▸ **DIRECTION**
Quote word for word the lines of the records below, starting with the line that contains "like [(109, 27)]." and ending with the line that contains "[(296, 60), (253, 73), (8, 63)]", both included.

▸ **SOURCE MATERIAL**

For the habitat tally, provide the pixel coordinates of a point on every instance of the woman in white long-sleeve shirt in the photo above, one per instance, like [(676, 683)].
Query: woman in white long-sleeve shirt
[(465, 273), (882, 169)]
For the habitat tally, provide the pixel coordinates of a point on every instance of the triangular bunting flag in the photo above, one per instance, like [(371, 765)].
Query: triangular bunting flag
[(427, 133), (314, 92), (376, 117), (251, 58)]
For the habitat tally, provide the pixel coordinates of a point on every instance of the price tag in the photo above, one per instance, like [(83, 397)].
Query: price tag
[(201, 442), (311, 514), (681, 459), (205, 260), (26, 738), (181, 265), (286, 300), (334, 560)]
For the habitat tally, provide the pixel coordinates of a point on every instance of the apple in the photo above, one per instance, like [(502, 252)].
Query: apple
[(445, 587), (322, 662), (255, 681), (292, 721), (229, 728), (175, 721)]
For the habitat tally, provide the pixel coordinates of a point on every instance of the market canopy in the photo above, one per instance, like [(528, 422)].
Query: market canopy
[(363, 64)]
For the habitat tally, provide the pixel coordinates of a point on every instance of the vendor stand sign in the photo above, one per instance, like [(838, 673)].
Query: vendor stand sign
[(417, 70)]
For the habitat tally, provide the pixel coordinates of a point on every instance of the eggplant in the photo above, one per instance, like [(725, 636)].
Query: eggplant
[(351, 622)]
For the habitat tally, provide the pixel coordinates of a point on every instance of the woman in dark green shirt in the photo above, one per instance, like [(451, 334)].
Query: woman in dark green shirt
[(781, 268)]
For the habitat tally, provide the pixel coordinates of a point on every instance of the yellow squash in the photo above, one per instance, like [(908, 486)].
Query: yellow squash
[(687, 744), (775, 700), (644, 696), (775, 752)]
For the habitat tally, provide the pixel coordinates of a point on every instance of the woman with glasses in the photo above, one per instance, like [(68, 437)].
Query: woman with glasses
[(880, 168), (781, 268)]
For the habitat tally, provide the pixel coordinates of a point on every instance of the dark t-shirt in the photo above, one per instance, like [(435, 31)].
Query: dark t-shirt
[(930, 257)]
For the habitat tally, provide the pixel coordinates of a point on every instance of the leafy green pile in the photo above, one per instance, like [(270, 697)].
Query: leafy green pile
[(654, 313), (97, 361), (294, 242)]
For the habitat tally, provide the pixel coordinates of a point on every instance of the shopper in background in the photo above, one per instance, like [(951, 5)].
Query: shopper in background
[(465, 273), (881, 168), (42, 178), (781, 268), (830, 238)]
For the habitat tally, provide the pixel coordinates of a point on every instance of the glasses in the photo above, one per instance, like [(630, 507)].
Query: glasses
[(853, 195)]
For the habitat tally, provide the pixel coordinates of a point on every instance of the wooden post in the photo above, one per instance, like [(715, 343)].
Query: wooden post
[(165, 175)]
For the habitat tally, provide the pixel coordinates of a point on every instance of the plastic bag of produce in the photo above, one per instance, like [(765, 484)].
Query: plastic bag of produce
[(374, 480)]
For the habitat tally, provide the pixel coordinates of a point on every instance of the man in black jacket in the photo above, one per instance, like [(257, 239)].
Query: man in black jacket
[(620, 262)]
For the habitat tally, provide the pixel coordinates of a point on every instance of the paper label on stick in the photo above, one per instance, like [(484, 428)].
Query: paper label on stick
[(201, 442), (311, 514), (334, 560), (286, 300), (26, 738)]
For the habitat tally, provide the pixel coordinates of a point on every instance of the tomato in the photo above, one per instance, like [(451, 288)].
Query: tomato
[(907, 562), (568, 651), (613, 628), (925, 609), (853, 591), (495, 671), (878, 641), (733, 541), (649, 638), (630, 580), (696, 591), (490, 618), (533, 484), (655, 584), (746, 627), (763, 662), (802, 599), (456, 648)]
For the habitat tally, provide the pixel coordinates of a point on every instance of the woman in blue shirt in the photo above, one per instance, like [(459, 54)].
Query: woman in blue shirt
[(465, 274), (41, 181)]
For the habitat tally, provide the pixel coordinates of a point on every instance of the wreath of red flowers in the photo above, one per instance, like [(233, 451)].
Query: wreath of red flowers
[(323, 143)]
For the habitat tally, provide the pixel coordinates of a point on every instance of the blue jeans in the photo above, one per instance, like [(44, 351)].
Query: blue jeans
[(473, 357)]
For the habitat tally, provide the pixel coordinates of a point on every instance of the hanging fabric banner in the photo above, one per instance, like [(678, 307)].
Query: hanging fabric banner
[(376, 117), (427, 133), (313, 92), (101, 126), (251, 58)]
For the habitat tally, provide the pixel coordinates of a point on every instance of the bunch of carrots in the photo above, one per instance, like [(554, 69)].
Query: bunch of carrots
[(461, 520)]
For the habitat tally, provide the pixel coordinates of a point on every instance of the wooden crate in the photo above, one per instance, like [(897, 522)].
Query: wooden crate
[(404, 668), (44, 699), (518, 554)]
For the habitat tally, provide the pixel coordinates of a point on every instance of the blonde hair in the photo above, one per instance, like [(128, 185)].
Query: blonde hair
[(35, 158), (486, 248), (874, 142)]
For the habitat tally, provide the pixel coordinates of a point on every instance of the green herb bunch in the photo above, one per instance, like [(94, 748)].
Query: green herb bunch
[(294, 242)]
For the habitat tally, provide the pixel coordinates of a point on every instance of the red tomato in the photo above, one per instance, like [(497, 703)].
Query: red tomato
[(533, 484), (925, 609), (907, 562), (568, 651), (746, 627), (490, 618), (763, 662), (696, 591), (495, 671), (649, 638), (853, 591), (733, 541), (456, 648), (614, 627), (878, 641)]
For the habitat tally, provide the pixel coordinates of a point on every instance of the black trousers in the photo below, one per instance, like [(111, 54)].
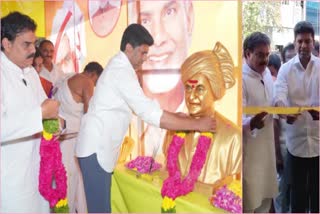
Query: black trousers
[(304, 173), (97, 185)]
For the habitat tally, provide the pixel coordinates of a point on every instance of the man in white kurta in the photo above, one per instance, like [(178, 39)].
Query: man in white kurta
[(259, 165), (74, 93), (72, 113), (298, 85), (103, 127), (50, 71), (23, 106)]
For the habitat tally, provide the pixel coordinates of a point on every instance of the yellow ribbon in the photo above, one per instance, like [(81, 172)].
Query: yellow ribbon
[(277, 110)]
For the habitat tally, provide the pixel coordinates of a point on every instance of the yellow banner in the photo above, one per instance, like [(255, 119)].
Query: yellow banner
[(32, 8), (277, 110)]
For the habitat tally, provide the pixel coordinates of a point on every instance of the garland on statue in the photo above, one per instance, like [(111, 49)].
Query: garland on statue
[(174, 186), (52, 169)]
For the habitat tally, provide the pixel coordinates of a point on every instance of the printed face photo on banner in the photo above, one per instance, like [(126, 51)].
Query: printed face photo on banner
[(68, 36), (103, 15), (170, 23)]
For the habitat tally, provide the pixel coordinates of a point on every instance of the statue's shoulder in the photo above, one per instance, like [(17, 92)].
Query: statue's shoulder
[(227, 126)]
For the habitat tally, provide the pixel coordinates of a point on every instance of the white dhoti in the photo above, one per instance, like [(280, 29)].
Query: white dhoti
[(72, 113)]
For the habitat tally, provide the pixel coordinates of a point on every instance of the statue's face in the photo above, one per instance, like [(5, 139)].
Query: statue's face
[(198, 96)]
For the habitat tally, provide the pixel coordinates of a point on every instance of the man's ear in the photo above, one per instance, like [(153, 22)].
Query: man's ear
[(129, 47)]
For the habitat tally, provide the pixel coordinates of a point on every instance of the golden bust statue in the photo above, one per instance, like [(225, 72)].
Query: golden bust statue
[(206, 76)]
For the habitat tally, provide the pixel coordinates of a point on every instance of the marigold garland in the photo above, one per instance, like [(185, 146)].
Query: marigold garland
[(52, 169), (174, 186)]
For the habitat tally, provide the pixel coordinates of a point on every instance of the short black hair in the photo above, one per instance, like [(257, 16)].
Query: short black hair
[(303, 27), (15, 23), (37, 53), (288, 47), (93, 67), (274, 60), (135, 35), (253, 40)]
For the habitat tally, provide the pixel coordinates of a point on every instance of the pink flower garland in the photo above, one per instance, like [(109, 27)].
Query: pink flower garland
[(143, 163), (227, 200), (51, 168), (174, 186)]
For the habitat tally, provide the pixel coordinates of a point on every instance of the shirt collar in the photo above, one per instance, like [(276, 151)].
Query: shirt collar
[(296, 60), (253, 73), (8, 63)]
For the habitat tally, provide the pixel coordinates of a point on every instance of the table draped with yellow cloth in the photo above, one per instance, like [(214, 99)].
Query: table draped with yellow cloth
[(130, 193)]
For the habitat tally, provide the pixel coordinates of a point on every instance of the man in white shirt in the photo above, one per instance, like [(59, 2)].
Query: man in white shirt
[(23, 106), (259, 163), (74, 94), (297, 84), (49, 71), (117, 95)]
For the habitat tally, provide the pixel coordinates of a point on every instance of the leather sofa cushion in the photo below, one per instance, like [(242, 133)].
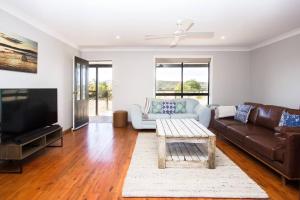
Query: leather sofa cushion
[(224, 122), (240, 131), (267, 145), (269, 116), (293, 111)]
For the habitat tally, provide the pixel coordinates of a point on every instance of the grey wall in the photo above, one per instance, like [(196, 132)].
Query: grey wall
[(55, 60), (275, 73), (134, 75)]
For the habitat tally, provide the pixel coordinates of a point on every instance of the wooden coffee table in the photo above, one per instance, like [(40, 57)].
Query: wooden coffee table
[(184, 143)]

▸ **EXPECTED ANSWER**
For the habitat tally, provide the pixel coordinates of a point on every instance of the pink flower garland in the photo above, one per instance, like [(109, 27)].
Query: pink flower garland
[(143, 163), (227, 200), (51, 168), (174, 186)]
For the habitat tally, provide the pixel coordinates of a point on every instance of the shirt collar in the photo above, one per instance, like [(276, 151)].
Query: shirt collar
[(296, 60), (253, 73), (8, 63)]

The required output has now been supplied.